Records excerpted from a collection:
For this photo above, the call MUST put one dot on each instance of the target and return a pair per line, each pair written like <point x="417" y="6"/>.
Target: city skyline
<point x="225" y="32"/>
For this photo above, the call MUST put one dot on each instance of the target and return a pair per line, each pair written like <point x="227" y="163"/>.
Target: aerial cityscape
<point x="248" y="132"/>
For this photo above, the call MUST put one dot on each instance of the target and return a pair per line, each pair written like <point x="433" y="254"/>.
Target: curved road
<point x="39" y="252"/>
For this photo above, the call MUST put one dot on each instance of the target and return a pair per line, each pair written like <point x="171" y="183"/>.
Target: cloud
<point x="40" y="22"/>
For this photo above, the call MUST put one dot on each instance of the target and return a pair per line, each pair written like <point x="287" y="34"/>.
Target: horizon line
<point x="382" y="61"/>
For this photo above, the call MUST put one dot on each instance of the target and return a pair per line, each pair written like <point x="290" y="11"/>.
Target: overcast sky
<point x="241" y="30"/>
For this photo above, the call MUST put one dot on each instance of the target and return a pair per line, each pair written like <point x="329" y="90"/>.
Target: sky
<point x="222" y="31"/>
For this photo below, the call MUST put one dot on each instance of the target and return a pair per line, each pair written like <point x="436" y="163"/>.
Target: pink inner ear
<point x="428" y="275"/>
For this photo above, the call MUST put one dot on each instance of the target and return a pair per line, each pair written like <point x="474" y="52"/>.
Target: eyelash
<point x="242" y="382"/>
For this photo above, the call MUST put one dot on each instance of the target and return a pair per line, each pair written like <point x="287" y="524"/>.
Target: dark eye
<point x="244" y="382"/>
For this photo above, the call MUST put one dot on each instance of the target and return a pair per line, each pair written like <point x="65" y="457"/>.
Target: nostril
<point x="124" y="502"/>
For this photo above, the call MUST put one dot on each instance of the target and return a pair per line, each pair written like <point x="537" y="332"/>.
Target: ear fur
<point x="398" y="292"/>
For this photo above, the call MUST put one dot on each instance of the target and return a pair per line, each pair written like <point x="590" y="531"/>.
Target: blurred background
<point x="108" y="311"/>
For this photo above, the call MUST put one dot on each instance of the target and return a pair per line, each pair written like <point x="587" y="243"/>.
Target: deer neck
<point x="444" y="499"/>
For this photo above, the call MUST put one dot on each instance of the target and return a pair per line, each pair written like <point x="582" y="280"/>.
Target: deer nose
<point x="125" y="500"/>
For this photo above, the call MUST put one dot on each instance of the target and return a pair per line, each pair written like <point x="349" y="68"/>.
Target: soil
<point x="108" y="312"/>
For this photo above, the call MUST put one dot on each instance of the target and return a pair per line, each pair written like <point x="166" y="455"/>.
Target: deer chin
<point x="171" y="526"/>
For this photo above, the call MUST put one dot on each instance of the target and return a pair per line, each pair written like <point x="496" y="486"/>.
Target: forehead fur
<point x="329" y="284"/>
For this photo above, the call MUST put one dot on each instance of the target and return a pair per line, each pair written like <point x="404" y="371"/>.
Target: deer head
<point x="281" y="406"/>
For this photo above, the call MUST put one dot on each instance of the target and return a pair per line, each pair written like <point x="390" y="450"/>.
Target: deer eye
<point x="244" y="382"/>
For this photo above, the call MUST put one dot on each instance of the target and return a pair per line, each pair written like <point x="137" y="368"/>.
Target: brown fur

What you need to do — All of the entries must be quoted exactly; please include each one.

Written answer —
For this photo above, the call MUST put one dot on each instance of the target and return a pair per line, each pair written like <point x="417" y="6"/>.
Target: city skyline
<point x="225" y="32"/>
For this photo above, the call MUST put one dot on each instance of the target and return a pair per line, each pair written like <point x="227" y="163"/>.
Target: aerial cityscape
<point x="248" y="132"/>
For this photo above, the call MUST put one dot on each instance of the target and return a pair per line, each pair written like <point x="433" y="254"/>.
Target: curved road
<point x="39" y="252"/>
For this photo above, the call MUST put one dot on each instance of the target and return a pair per line, each pair written like <point x="171" y="183"/>.
Target: cloud
<point x="40" y="22"/>
For this photo above, the call MUST put one dot on each instance of the target and return a pair per line, each pair written like <point x="287" y="34"/>.
Target: horizon line
<point x="382" y="61"/>
For this photo above, the call MUST put one dot on each instance of the target and return a pair per line, each pair written like <point x="290" y="11"/>.
Target: overcast sky
<point x="241" y="30"/>
For this photo above, the call MUST put one dot on each instance of the target and return a pair per line, each pair written like <point x="329" y="90"/>.
Target: sky
<point x="222" y="31"/>
For this photo below, the call MUST put one dot on each instance of the target and return a pair per line, each pair written like <point x="436" y="163"/>.
Target: pink inner ear
<point x="428" y="275"/>
For this photo above, the call MUST put one dot on each instance of the target and return a pair per line, each pair written like <point x="474" y="52"/>.
Target: eyelash
<point x="242" y="382"/>
For this photo above, the call MUST put one dot on each instance of the target and return a pair per line, each pair written like <point x="287" y="524"/>.
Target: dark eye
<point x="244" y="382"/>
For this photo above, the call MUST put one dot on each instance of the target and return a pair per line, each pair written like <point x="65" y="457"/>.
Target: nostril
<point x="124" y="502"/>
For this photo above, the call MUST put one dot on each instance of the target and return a pair per line, each pair written like <point x="537" y="332"/>.
Target: ear fur
<point x="398" y="292"/>
For this photo above, the call MUST put one dot on each instance of the target and return a pair per line, each pair written like <point x="590" y="531"/>.
Target: blurred background
<point x="108" y="311"/>
For this photo above, the call MUST put one dot on each instance of the target and return a pair per line, each pair written like <point x="587" y="243"/>.
Target: deer neck
<point x="444" y="499"/>
For this photo above, the call MUST put one dot on each instance of the target and return a pair per line, each pair written like <point x="582" y="280"/>.
Target: deer nose
<point x="125" y="500"/>
For this photo above, the call MUST put one dot on each instance of the target and return a pair per line, each pair written like <point x="349" y="68"/>.
Target: soil
<point x="108" y="312"/>
For this photo above, the call MUST put one dot on each instance of the target and return a pair per line, each pair written like <point x="166" y="455"/>.
Target: deer chin
<point x="171" y="526"/>
For this photo above, the call MUST put one dot on each instance of the target and return a pair per line, each pair written like <point x="496" y="486"/>.
Target: forehead fur
<point x="329" y="284"/>
For this photo above, the call MUST put one dot on each instance of the target and return a pair per line, each pair written like <point x="404" y="371"/>.
Target: deer head
<point x="281" y="406"/>
For this photo above, the call MUST put one dot on each instance of the target and return a pair per line, each pair written like <point x="390" y="450"/>.
Target: deer eye
<point x="244" y="382"/>
For this photo above, the call MUST put one dot on each instance of the target and return a pair per line, each pair written like <point x="137" y="368"/>.
Target: brown fur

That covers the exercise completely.